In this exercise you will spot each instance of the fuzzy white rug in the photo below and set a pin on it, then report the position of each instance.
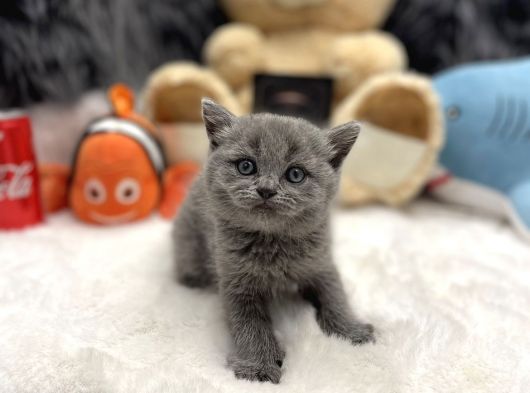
(86, 309)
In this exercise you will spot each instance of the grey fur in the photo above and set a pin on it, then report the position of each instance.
(254, 249)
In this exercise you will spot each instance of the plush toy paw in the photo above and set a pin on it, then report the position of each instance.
(401, 135)
(256, 370)
(235, 52)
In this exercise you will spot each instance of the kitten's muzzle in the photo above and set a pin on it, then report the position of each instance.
(266, 193)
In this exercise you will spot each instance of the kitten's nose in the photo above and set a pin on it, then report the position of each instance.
(266, 193)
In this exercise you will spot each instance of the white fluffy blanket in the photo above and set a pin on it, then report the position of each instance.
(86, 309)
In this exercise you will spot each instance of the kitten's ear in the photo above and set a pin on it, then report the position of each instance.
(217, 121)
(341, 140)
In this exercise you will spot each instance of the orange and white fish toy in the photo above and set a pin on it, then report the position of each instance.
(119, 172)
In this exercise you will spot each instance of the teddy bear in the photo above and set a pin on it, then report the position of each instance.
(339, 39)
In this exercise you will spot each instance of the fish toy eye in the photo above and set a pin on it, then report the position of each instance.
(127, 191)
(453, 112)
(94, 191)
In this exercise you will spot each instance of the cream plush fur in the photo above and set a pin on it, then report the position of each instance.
(90, 310)
(335, 38)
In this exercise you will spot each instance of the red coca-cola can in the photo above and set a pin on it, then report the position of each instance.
(20, 203)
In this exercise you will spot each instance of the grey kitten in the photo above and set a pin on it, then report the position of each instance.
(256, 224)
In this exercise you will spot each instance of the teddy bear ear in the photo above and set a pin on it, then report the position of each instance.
(341, 140)
(217, 121)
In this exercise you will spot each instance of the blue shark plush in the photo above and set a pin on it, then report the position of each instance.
(487, 153)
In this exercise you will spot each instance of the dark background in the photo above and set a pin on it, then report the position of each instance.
(54, 50)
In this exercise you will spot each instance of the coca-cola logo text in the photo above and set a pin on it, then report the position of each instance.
(15, 181)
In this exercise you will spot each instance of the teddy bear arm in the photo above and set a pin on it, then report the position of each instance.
(235, 52)
(355, 57)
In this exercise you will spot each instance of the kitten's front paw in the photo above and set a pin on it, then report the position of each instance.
(195, 280)
(253, 370)
(362, 333)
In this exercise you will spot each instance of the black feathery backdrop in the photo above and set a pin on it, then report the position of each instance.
(442, 33)
(55, 50)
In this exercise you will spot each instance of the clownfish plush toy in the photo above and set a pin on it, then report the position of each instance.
(119, 172)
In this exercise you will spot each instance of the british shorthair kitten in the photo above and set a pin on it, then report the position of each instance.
(256, 224)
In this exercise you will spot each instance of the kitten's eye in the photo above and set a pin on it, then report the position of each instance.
(95, 192)
(295, 174)
(246, 167)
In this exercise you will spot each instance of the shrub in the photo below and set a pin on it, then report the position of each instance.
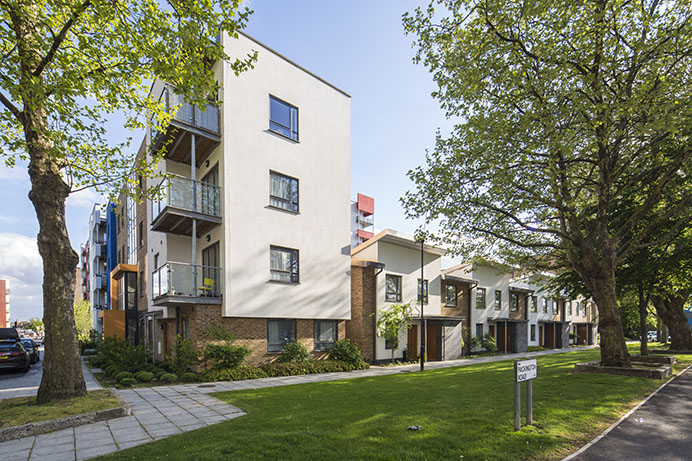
(144, 376)
(122, 375)
(346, 351)
(225, 356)
(294, 352)
(169, 377)
(189, 377)
(127, 382)
(185, 356)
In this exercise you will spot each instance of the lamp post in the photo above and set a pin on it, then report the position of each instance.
(420, 301)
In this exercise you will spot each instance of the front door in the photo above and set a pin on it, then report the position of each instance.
(413, 342)
(433, 342)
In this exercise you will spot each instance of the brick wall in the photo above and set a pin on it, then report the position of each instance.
(360, 329)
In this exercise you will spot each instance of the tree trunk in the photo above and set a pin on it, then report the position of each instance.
(643, 301)
(670, 310)
(62, 365)
(613, 348)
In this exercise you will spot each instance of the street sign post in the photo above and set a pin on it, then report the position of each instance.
(524, 370)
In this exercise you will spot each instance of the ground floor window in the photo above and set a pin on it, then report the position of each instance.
(279, 333)
(326, 333)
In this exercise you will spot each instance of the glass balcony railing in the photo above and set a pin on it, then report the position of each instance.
(207, 119)
(180, 279)
(189, 194)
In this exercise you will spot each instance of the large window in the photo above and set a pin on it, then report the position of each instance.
(283, 263)
(283, 118)
(451, 295)
(283, 192)
(423, 291)
(279, 333)
(325, 334)
(392, 288)
(480, 298)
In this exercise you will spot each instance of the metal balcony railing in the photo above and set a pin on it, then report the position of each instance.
(207, 119)
(180, 279)
(189, 194)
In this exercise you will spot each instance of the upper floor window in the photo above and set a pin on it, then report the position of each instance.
(451, 295)
(423, 291)
(480, 298)
(392, 288)
(283, 118)
(283, 264)
(283, 192)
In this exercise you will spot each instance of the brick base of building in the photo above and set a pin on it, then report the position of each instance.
(248, 332)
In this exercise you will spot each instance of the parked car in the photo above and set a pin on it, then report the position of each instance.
(14, 356)
(32, 348)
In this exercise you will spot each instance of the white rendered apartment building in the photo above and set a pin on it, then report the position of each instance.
(253, 231)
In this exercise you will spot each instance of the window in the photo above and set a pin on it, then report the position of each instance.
(423, 291)
(283, 118)
(279, 333)
(392, 288)
(283, 192)
(185, 333)
(283, 264)
(451, 295)
(480, 298)
(514, 302)
(325, 334)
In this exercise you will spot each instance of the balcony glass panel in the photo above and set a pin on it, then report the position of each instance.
(179, 279)
(191, 195)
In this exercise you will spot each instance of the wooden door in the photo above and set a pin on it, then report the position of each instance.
(413, 342)
(432, 342)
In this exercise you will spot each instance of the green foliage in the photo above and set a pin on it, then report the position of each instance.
(122, 375)
(345, 350)
(168, 377)
(184, 356)
(294, 352)
(127, 382)
(144, 376)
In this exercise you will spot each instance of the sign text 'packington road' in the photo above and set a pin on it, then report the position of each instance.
(526, 369)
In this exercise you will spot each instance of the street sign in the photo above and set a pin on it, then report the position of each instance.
(525, 370)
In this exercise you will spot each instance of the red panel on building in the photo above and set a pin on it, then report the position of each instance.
(364, 234)
(366, 204)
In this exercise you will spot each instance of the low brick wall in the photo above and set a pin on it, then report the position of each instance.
(52, 425)
(662, 372)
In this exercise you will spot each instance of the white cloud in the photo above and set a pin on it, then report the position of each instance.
(21, 264)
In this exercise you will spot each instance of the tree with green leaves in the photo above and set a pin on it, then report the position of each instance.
(64, 66)
(565, 109)
(391, 322)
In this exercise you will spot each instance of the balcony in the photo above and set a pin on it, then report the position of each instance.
(179, 283)
(186, 199)
(188, 120)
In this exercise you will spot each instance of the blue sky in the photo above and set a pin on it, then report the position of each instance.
(358, 46)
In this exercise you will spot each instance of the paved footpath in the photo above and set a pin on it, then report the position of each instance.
(661, 429)
(159, 412)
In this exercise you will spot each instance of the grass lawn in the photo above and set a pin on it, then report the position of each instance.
(23, 410)
(466, 413)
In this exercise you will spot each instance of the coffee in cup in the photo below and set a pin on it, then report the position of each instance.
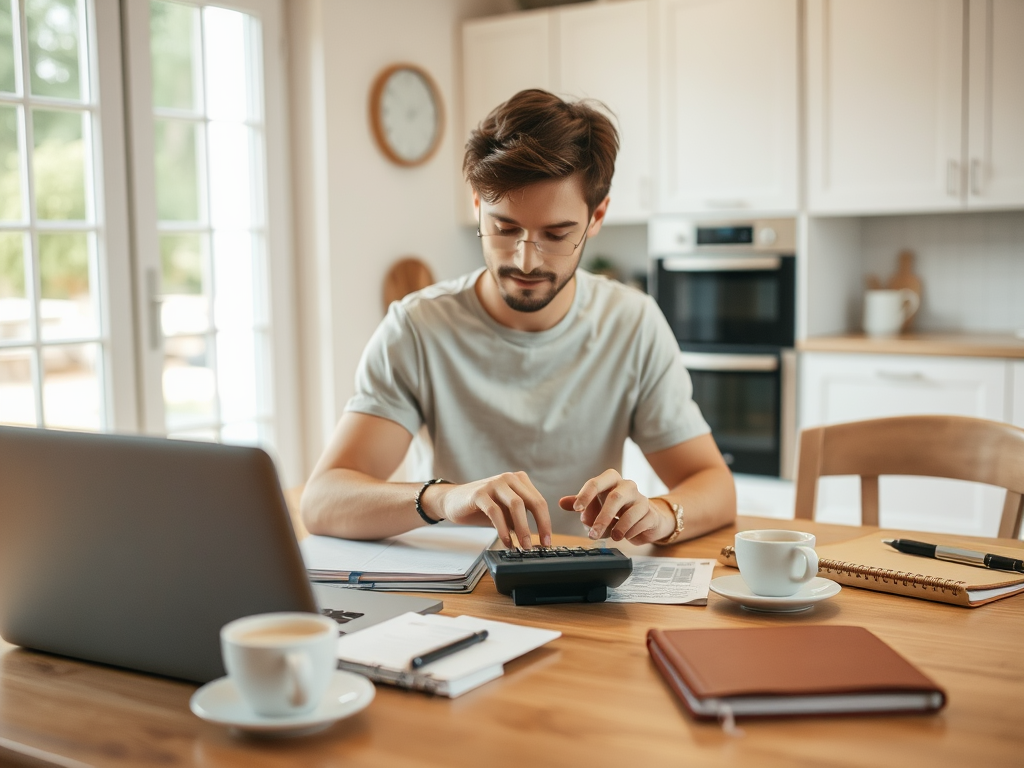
(281, 663)
(775, 563)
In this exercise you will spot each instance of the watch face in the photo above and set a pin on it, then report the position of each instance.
(409, 115)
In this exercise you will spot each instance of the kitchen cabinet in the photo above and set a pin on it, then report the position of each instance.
(728, 105)
(995, 118)
(886, 109)
(603, 53)
(837, 387)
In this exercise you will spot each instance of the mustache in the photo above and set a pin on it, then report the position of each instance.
(511, 271)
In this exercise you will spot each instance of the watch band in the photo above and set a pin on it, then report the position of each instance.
(419, 499)
(677, 510)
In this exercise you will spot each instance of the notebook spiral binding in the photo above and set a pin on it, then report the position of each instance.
(885, 576)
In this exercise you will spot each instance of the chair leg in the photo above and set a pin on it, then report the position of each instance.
(1013, 511)
(869, 500)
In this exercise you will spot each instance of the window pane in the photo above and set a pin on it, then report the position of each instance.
(7, 71)
(173, 31)
(71, 387)
(230, 178)
(58, 164)
(14, 314)
(189, 385)
(228, 83)
(237, 375)
(17, 403)
(53, 56)
(68, 306)
(177, 170)
(10, 166)
(185, 309)
(232, 260)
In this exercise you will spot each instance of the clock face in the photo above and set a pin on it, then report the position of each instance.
(408, 120)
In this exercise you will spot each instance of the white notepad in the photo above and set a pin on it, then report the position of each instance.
(428, 554)
(382, 652)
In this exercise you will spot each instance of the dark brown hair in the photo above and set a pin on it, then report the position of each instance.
(536, 136)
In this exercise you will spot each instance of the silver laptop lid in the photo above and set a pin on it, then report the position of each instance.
(135, 551)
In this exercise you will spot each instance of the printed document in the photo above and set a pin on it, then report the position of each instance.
(666, 581)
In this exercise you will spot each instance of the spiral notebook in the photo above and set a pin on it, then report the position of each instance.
(868, 563)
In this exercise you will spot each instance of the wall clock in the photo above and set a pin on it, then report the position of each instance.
(407, 114)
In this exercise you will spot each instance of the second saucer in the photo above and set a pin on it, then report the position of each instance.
(735, 589)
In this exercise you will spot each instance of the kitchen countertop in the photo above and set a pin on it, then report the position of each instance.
(946, 344)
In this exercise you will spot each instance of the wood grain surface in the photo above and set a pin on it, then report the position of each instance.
(950, 345)
(590, 698)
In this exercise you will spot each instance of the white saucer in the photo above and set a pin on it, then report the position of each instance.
(219, 701)
(734, 588)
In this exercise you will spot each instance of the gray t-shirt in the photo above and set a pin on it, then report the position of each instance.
(557, 403)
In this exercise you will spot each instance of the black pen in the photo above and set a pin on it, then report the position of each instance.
(953, 554)
(446, 650)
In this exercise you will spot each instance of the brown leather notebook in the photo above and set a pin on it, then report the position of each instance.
(779, 671)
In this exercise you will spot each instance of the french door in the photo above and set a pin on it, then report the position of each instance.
(145, 275)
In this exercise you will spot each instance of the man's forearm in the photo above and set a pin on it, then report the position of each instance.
(708, 499)
(352, 505)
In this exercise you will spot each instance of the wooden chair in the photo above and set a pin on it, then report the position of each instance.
(952, 446)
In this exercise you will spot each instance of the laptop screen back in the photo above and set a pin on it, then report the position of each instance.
(135, 551)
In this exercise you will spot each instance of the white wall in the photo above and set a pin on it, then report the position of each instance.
(355, 213)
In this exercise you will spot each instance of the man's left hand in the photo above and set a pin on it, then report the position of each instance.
(613, 507)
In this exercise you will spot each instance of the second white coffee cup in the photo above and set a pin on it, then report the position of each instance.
(776, 563)
(281, 663)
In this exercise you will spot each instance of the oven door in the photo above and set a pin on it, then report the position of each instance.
(740, 396)
(719, 299)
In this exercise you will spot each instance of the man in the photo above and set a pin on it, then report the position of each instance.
(528, 374)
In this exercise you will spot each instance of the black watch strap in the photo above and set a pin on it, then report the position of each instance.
(419, 499)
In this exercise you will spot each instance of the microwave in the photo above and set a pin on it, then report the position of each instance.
(723, 286)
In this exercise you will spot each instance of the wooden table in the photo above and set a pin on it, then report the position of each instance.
(590, 698)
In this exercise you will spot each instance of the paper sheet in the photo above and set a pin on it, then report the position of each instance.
(666, 581)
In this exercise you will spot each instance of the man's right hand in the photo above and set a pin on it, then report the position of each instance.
(503, 501)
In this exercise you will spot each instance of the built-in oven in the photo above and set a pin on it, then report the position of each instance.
(725, 285)
(728, 292)
(750, 402)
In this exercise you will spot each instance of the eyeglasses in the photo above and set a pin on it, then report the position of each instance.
(508, 242)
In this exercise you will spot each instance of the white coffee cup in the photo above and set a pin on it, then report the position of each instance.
(886, 311)
(281, 663)
(775, 563)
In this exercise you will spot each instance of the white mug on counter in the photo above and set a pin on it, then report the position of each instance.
(281, 663)
(887, 310)
(776, 563)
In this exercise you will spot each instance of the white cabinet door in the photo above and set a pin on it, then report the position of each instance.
(501, 56)
(603, 53)
(839, 388)
(728, 105)
(995, 126)
(885, 105)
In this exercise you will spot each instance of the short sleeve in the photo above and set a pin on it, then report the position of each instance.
(390, 377)
(666, 414)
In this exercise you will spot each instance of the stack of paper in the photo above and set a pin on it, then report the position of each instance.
(383, 652)
(434, 559)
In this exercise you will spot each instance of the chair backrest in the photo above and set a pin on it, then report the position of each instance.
(953, 446)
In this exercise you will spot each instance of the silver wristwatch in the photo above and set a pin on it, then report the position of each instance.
(677, 510)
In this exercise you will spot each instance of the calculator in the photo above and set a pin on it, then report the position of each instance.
(557, 574)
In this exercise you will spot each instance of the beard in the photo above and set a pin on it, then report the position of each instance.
(548, 286)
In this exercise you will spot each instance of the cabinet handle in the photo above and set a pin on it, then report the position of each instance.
(901, 375)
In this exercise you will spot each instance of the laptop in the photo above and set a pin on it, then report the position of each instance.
(135, 551)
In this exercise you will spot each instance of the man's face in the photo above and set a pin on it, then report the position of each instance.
(551, 216)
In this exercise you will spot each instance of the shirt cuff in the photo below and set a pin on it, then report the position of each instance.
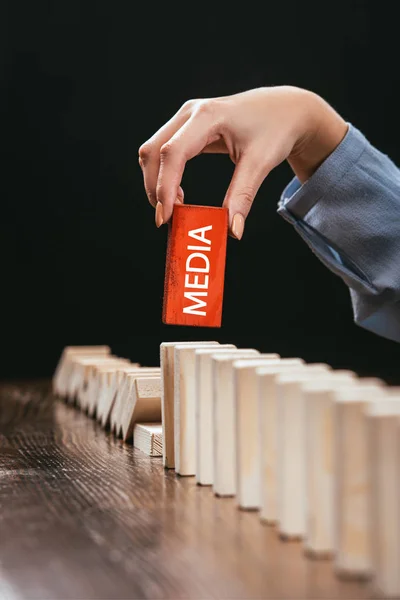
(297, 199)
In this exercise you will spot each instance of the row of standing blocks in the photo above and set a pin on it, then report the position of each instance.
(315, 450)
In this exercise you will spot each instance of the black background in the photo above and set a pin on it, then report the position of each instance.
(83, 84)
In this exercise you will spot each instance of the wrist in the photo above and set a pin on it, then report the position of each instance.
(324, 129)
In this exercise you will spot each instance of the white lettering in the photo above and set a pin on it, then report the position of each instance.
(196, 283)
(203, 257)
(193, 309)
(202, 235)
(202, 248)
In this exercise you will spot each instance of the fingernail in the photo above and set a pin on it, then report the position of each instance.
(237, 226)
(159, 215)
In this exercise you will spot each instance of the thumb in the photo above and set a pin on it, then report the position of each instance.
(247, 178)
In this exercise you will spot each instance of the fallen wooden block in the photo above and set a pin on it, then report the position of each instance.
(104, 385)
(61, 373)
(142, 404)
(114, 389)
(267, 434)
(353, 550)
(224, 433)
(185, 409)
(89, 396)
(147, 437)
(291, 450)
(204, 408)
(384, 451)
(167, 397)
(195, 266)
(78, 375)
(121, 397)
(319, 402)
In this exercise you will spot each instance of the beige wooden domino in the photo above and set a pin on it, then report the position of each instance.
(384, 448)
(185, 409)
(204, 410)
(64, 363)
(291, 449)
(248, 492)
(224, 471)
(90, 395)
(267, 434)
(167, 398)
(143, 404)
(106, 387)
(122, 394)
(79, 375)
(147, 437)
(115, 389)
(353, 551)
(319, 399)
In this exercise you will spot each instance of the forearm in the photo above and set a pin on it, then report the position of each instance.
(321, 132)
(349, 214)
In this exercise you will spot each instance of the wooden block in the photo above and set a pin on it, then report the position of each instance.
(167, 398)
(267, 434)
(105, 387)
(291, 449)
(247, 422)
(319, 403)
(353, 551)
(121, 397)
(79, 374)
(91, 395)
(224, 433)
(147, 437)
(61, 372)
(384, 449)
(204, 409)
(185, 408)
(143, 403)
(114, 389)
(195, 266)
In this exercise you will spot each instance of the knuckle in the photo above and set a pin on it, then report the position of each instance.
(145, 152)
(167, 150)
(206, 107)
(246, 196)
(160, 191)
(188, 105)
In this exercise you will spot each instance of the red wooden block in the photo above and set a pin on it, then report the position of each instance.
(195, 266)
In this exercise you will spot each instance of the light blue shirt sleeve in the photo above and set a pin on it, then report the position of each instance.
(348, 212)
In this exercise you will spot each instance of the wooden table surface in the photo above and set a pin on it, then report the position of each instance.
(82, 516)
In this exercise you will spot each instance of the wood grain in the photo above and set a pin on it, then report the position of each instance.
(85, 516)
(195, 266)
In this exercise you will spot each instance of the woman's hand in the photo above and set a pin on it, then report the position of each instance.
(258, 129)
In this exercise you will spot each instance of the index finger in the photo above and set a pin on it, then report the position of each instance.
(198, 132)
(149, 152)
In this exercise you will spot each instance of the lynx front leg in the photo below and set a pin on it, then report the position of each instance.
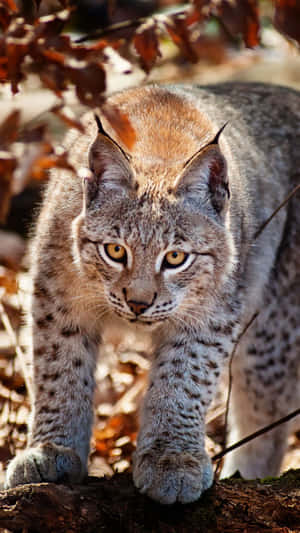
(265, 384)
(64, 361)
(170, 463)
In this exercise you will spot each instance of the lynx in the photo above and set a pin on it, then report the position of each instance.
(160, 238)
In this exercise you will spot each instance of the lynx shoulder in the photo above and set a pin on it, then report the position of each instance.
(160, 237)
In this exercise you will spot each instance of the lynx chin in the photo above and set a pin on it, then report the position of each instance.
(160, 238)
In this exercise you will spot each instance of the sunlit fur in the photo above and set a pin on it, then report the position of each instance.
(174, 188)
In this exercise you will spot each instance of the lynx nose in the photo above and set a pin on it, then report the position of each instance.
(138, 307)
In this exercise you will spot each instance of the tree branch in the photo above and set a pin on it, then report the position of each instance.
(114, 505)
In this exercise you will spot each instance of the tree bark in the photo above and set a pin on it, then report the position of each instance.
(115, 506)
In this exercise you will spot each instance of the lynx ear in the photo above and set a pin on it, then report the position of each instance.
(109, 165)
(204, 179)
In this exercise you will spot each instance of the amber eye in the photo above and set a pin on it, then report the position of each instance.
(174, 259)
(116, 252)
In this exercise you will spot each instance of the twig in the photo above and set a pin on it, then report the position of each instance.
(247, 326)
(282, 420)
(126, 24)
(257, 433)
(285, 201)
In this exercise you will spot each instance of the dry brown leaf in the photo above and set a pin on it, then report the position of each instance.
(146, 44)
(287, 18)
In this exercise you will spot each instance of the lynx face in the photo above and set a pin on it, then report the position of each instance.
(154, 257)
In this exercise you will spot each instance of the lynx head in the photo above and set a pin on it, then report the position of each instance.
(153, 238)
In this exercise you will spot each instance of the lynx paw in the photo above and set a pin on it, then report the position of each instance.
(47, 462)
(172, 477)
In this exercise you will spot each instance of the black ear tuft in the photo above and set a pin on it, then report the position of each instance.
(217, 136)
(204, 180)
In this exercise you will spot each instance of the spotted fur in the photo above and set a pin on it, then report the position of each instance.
(179, 187)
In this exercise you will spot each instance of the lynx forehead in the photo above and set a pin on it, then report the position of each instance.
(160, 236)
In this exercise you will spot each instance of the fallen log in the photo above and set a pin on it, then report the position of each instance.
(115, 506)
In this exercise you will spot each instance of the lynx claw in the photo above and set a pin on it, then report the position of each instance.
(172, 477)
(46, 462)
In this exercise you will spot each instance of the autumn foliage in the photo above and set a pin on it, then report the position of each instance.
(43, 48)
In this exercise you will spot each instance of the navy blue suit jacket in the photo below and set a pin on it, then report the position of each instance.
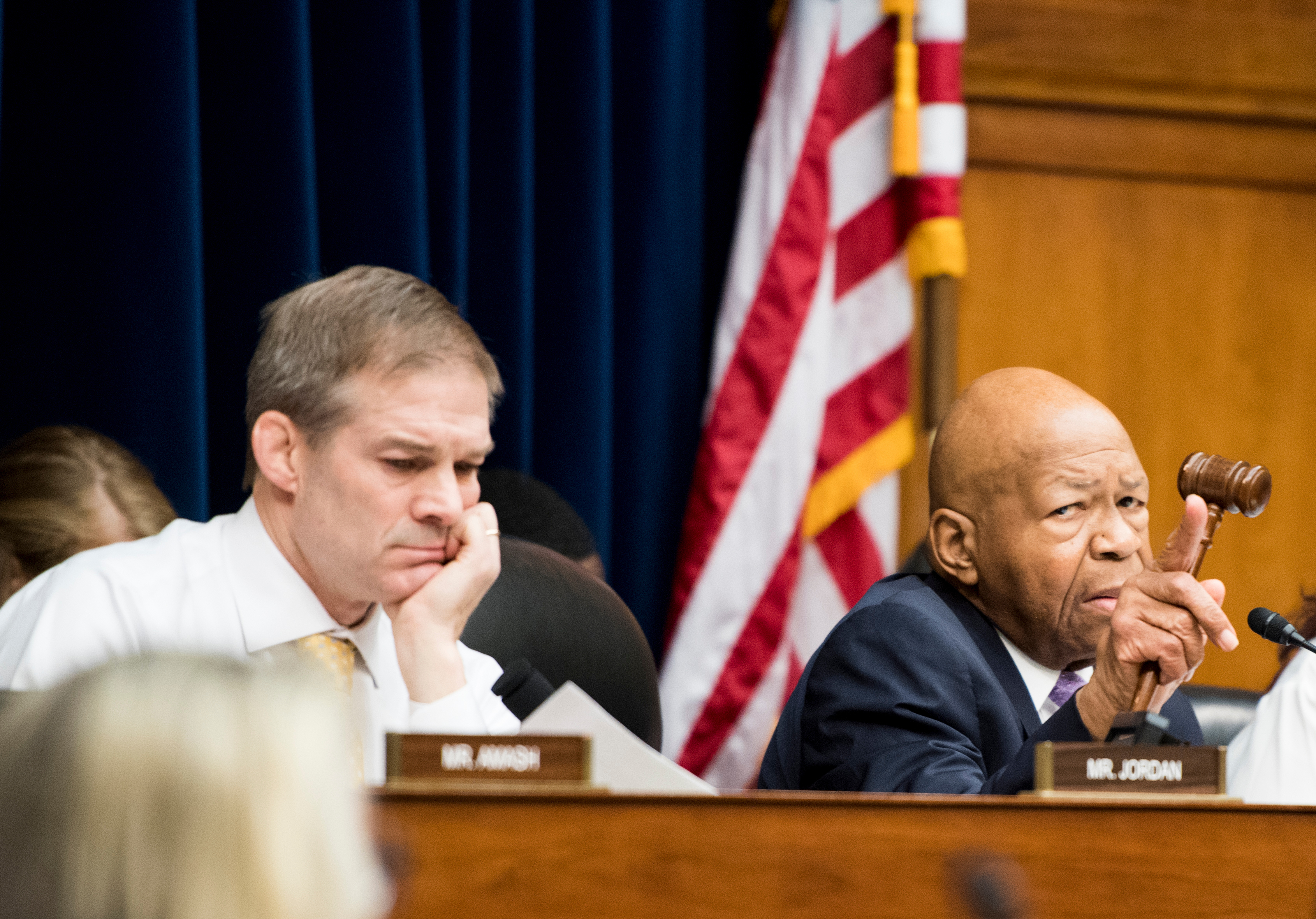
(914, 691)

◇ ◇ ◇ ◇ ◇

In the records above, find the line containing "the black ear". Reproduce it and every line after it through the last line, omitting pictures.

▶ Written answer
In this exercise you will spot each instance of the black ear tuft in the photo above and set a pin on it, then report the position of each instance.
(217, 136)
(204, 180)
In this exercise you will spot each instance of the spotted fur in the photo above and set a pin on it, then report the position of each instance.
(179, 187)
In this exercise you will spot each instance of the lynx forehead in the photo above and set a pin on it, then report the position of each instance.
(160, 236)
In this exercise you will spot each instance of the fallen log in the photo above and set a pin on it, then report the position of each instance.
(115, 506)
In this exercise you will spot each instance of the lynx claw in the photo above and set a pin on it, then report the position of each instance.
(172, 477)
(46, 462)
In this exercise you will spot each instance of the autumn foliage in the photo above and set a pin on it, then report the position of each instance.
(43, 48)
In this exercise you will spot each instance of the navy blue suit jacket in the photo below and set a pin on it, then report the position of each instance.
(914, 691)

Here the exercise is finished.